### PROBLEM REQUIREMENTS
The expected answer comprises all lines from the entries that contain the string "water".

[Natural language region descriptions]
*** Block opens ***

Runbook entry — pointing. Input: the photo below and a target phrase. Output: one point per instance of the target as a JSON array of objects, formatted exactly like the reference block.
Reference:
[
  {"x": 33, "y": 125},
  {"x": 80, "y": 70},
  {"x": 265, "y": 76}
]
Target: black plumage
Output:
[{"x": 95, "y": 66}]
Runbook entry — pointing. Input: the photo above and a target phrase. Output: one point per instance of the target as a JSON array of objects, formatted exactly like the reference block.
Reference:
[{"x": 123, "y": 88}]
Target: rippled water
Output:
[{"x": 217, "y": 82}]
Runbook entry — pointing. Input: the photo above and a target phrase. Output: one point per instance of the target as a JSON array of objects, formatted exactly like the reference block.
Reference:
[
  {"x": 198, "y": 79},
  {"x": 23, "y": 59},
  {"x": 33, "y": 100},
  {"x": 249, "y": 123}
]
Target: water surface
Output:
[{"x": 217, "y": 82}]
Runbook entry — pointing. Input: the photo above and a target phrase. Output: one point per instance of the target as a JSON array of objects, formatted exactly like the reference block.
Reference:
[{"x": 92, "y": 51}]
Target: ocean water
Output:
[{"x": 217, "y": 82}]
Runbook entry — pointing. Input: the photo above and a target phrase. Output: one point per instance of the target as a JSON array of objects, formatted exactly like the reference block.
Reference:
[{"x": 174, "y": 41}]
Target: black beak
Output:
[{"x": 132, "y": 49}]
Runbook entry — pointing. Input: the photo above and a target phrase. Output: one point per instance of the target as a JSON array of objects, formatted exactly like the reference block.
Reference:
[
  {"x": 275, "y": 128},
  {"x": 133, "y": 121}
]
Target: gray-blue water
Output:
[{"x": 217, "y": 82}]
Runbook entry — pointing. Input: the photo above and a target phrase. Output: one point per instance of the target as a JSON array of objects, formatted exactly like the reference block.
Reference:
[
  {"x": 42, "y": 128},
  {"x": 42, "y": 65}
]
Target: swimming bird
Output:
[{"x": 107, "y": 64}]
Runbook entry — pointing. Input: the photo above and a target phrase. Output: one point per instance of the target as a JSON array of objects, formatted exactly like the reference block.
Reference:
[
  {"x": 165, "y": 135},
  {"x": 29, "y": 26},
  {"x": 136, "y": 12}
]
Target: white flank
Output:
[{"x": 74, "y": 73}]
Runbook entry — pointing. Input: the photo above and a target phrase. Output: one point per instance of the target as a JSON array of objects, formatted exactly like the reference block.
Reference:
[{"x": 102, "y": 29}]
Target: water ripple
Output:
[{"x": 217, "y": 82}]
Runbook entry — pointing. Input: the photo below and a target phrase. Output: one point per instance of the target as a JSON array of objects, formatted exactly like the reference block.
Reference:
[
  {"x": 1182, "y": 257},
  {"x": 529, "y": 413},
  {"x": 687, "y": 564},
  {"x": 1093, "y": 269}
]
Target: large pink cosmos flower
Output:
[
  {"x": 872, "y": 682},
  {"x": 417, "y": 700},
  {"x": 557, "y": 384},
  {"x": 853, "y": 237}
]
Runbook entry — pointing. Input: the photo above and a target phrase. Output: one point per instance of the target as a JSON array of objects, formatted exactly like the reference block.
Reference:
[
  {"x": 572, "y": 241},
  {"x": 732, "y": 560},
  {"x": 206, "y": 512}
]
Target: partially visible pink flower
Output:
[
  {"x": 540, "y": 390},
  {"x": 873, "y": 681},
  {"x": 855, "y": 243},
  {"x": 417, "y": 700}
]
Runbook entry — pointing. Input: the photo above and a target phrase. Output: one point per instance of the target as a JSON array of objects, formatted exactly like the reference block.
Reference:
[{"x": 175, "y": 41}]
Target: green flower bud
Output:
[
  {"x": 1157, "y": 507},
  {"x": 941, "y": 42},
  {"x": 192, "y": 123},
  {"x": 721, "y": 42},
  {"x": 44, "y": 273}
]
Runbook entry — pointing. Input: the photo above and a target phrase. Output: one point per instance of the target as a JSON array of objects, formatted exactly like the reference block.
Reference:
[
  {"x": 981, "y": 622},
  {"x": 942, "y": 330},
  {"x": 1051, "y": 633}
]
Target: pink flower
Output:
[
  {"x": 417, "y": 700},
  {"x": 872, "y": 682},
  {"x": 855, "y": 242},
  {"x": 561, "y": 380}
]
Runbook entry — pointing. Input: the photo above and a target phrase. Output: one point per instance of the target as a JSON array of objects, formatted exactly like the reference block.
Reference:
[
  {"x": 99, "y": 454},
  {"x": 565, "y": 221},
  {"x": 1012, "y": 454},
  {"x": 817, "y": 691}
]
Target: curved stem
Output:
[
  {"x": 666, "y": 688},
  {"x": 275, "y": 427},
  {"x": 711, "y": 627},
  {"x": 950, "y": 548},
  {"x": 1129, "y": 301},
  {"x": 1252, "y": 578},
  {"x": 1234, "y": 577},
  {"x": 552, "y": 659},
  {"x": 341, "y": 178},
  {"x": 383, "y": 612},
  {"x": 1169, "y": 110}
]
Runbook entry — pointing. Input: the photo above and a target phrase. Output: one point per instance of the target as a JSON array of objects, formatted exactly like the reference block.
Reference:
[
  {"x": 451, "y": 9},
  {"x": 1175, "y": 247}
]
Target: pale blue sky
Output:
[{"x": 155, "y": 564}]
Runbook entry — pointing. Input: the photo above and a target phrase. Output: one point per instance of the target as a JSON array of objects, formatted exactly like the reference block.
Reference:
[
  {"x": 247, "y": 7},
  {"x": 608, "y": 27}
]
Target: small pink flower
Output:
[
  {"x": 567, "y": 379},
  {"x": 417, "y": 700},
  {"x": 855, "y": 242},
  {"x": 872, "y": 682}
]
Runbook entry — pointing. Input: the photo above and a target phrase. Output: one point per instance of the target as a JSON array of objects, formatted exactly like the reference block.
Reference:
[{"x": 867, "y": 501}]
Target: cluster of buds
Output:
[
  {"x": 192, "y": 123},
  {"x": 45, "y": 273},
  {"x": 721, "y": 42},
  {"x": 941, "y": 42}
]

*** Block closes ***

### WRITTEN RESPONSE
Target: rippled water
Target: water surface
Target: ocean water
Target: gray-blue water
Target: water ripple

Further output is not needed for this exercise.